— Exercise objective —
Could you reproduce, word for word, the stretch of the records below from the line containing "Exercise. Put one marker on every instance of the orange" through the end of the records, leaving the pictures out?

- - - -

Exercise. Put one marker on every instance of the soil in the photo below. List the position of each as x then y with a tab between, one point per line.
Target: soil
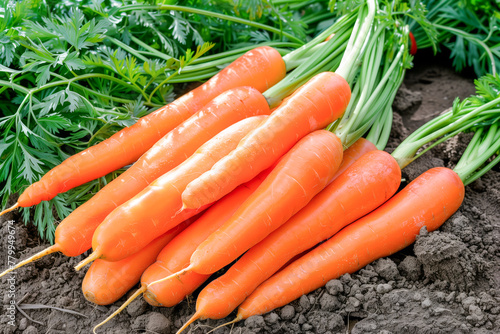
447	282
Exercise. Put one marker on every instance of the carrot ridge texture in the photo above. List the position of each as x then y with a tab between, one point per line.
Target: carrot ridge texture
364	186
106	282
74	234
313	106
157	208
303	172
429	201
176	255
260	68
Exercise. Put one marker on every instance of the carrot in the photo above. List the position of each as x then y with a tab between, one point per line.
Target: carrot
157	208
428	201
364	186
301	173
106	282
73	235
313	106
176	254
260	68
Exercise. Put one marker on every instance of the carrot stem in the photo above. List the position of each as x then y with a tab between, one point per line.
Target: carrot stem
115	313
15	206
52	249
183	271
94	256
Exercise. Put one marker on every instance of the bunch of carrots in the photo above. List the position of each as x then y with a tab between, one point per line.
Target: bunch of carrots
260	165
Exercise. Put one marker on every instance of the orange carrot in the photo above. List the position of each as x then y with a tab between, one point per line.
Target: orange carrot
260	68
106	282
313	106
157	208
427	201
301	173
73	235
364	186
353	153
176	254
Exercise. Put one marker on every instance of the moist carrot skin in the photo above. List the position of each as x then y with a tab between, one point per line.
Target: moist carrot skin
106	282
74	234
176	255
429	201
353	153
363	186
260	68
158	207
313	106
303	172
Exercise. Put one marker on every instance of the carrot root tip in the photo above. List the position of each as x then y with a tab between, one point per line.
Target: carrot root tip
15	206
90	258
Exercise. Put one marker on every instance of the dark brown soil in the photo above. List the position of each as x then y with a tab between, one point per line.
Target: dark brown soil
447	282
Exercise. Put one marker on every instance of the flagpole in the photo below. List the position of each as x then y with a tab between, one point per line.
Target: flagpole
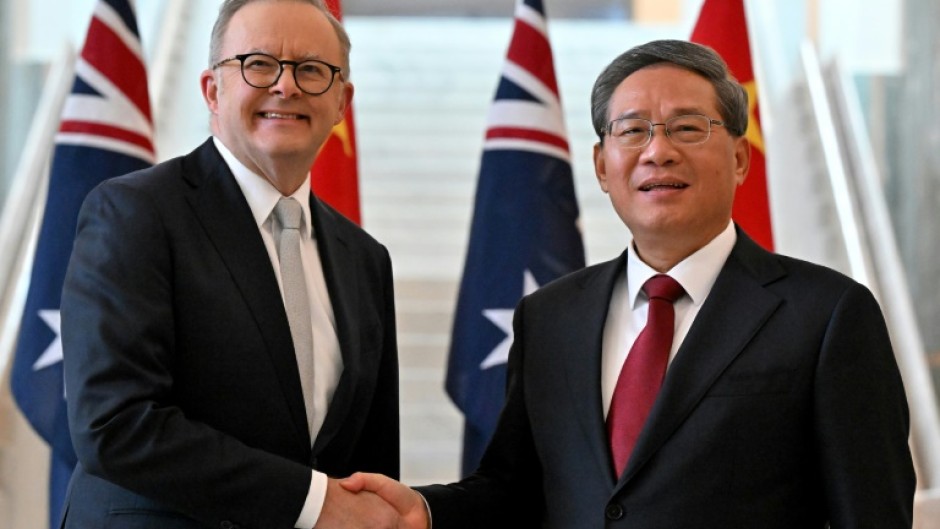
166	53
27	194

- - - -

— Written answer —
Exercise. Put one marker on every instance of the orange carrot in the photo above. List the position of each as x then y with a tab between, one point per line.
Target: orange carrot
260	68
106	282
313	106
157	208
427	201
301	173
73	235
364	186
353	153
176	254
Exercise. Put one marker on every instance of the moist carrot skin in the photo above. List the position of each as x then y with a tab between, one point per line.
Target: moist carrot skin
106	282
74	234
176	255
429	201
353	153
363	186
260	68
158	207
313	106
303	172
Exercise. Put one marker on every instance of the carrot root tip in the photo above. List the position of each as x then y with a tab between, one point per line.
Target: carrot root tip
15	206
90	258
Exercise. Put one marker on every instance of the dark brown soil in the photo above. List the position of each as x then y with a tab between, one point per line.
Target: dark brown soil
447	282
Exercise. Put one marker on every instance of the flagpole in the photo below. List the position of each as x then y with a tab between, one point per line.
Target: flagpole
166	53
27	194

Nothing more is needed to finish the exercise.